Stored items
* * *
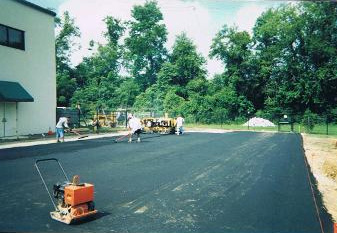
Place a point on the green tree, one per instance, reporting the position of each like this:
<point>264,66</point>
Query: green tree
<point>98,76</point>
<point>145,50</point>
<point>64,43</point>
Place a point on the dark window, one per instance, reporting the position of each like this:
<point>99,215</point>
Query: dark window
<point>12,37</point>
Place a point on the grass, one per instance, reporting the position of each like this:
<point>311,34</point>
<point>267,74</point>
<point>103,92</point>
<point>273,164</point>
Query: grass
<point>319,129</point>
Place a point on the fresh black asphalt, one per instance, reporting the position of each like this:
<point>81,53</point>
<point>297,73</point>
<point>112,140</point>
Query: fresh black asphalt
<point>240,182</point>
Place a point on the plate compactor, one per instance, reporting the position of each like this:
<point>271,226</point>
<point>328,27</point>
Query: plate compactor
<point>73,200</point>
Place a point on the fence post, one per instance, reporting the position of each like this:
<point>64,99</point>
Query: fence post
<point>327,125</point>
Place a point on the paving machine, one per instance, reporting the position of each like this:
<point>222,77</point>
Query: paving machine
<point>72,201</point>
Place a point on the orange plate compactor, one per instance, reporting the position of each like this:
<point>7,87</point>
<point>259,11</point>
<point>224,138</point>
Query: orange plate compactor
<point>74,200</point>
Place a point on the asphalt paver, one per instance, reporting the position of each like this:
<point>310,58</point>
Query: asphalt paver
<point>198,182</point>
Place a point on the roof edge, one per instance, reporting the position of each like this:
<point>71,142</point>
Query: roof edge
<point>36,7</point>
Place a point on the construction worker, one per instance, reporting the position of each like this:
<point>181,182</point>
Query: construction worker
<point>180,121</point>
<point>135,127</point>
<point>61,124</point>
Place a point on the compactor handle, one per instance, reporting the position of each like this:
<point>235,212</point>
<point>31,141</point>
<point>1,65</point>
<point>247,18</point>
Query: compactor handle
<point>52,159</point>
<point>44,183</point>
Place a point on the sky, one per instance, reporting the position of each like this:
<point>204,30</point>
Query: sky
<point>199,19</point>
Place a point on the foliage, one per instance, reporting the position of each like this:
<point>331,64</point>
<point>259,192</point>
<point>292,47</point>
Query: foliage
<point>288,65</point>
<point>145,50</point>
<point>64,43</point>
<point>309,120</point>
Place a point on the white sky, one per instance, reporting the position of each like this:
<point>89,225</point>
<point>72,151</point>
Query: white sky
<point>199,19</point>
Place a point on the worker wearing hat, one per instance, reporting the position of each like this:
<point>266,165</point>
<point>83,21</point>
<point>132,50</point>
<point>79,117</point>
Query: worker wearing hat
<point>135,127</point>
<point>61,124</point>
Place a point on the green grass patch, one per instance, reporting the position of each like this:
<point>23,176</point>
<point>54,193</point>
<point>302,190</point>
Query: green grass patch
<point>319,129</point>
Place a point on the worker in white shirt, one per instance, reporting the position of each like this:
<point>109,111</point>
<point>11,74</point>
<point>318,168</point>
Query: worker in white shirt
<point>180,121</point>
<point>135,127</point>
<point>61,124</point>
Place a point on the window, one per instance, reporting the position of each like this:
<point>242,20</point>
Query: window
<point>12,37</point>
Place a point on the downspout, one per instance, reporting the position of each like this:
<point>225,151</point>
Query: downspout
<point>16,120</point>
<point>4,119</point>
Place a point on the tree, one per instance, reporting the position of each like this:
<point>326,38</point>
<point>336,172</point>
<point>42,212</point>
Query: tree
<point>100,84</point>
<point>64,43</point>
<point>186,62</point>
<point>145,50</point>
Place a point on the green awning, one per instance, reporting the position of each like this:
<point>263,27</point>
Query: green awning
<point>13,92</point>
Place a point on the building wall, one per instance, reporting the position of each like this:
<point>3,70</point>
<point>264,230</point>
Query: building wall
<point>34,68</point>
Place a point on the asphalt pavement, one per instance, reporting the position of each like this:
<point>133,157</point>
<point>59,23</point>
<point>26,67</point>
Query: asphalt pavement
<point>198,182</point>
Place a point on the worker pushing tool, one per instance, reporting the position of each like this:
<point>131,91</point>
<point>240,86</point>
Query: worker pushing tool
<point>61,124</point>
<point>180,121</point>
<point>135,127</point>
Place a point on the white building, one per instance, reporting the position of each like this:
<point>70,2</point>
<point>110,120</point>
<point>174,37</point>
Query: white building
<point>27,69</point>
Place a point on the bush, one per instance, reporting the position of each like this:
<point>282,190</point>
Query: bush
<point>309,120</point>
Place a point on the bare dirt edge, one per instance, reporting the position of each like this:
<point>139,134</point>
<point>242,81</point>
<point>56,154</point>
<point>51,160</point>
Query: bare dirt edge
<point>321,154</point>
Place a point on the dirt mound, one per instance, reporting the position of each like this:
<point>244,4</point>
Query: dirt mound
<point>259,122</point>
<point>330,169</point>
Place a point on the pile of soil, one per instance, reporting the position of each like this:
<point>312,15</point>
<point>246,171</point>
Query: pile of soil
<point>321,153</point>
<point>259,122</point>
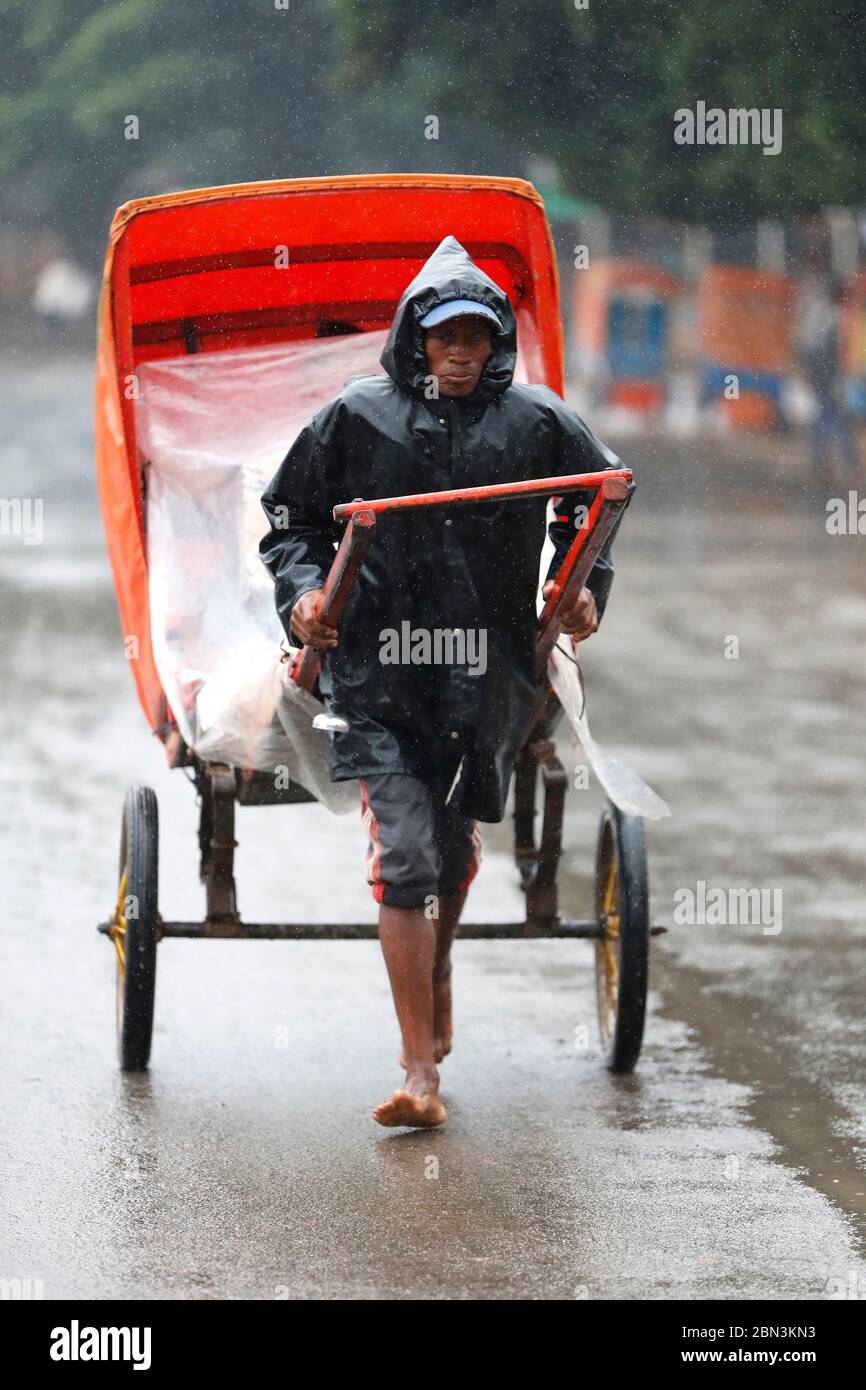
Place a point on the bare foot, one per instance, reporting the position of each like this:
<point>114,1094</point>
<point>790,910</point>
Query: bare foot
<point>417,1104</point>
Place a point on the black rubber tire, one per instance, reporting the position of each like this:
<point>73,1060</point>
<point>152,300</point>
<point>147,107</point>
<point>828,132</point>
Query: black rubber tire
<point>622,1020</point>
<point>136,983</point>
* * *
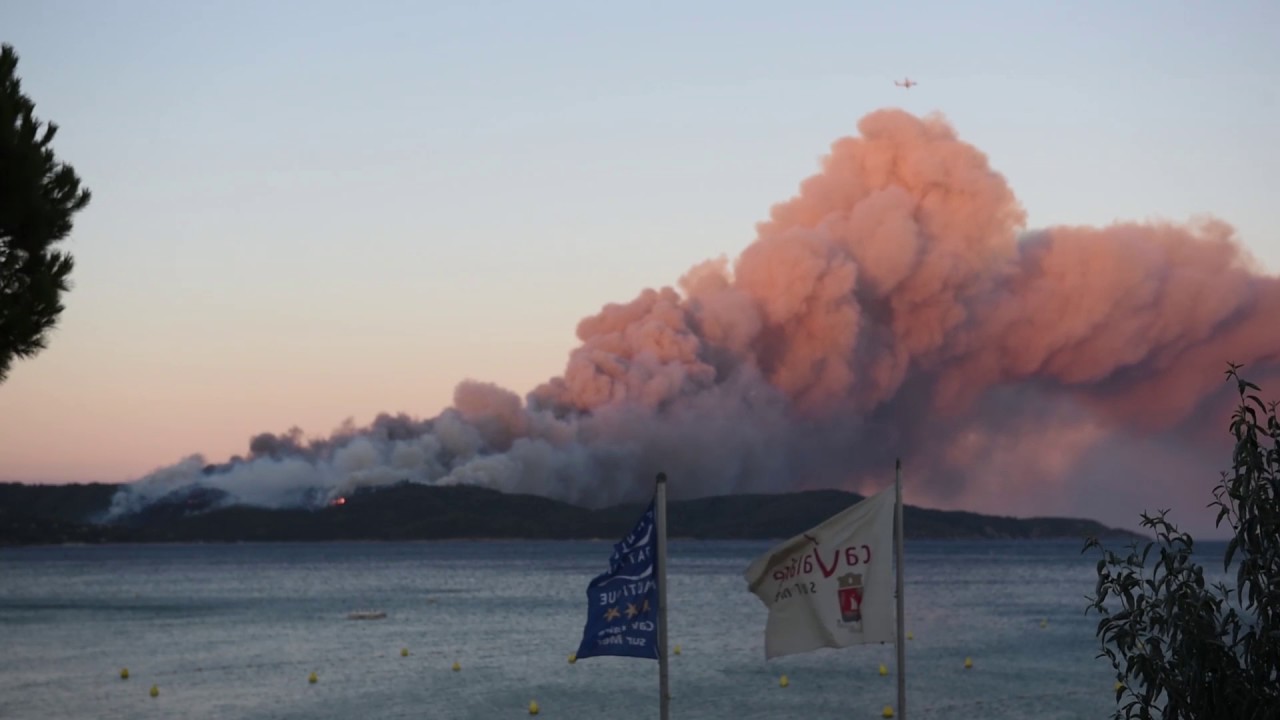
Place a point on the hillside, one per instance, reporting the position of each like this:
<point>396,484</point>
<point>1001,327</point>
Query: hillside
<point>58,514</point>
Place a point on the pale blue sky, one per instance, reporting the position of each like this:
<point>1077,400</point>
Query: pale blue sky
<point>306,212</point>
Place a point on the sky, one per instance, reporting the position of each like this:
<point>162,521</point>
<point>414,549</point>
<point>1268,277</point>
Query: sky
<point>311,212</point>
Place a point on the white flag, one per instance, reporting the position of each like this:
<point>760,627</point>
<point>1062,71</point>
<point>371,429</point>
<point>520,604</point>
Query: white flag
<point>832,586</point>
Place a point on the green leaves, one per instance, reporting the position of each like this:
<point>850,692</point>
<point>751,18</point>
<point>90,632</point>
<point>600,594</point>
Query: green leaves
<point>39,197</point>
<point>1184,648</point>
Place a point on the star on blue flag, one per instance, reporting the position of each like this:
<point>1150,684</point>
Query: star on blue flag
* * *
** Aim **
Rewrite the items from the line containing "Place a point on the downspout, one" through the line containing "<point>321,154</point>", inclusive, substituting "blue awning" for "green awning" and leaving all else unchanged. Return only those lines.

** Result **
Place a point on the downspout, one per instance, reporting the position of each like this:
<point>225,151</point>
Query: downspout
<point>16,120</point>
<point>4,119</point>
Place a point on the tree, one per instance, reporting the position of each like this:
<point>326,38</point>
<point>336,172</point>
<point>42,212</point>
Query: tree
<point>100,84</point>
<point>64,43</point>
<point>186,62</point>
<point>145,50</point>
Place a point on the blue awning, one per instance, reporting the position of each like this:
<point>263,27</point>
Query: blue awning
<point>13,92</point>
Place a point on the building wall, one per instance, reporting the position of each like this:
<point>3,70</point>
<point>264,230</point>
Query: building wall
<point>34,68</point>
Place a point on the asphalt pavement, one per instance, reporting the position of each like this:
<point>133,157</point>
<point>59,23</point>
<point>26,67</point>
Query: asphalt pavement
<point>198,182</point>
Place a point on the worker pushing tool, one per instance, reporting the position of each like this:
<point>131,91</point>
<point>240,86</point>
Query: worker pushing tool
<point>61,124</point>
<point>180,121</point>
<point>135,127</point>
Place a point on the white building, one per instance, reporting the position of each like this:
<point>70,2</point>
<point>110,120</point>
<point>174,37</point>
Query: white building
<point>27,69</point>
Place a point on the bush, one per instance, reporting the position of each like this:
<point>282,190</point>
Query: bush
<point>309,120</point>
Place a point on the bare dirt edge, one per instance, reporting the position of each like this:
<point>139,134</point>
<point>242,81</point>
<point>56,154</point>
<point>51,160</point>
Query: bare dirt edge
<point>321,154</point>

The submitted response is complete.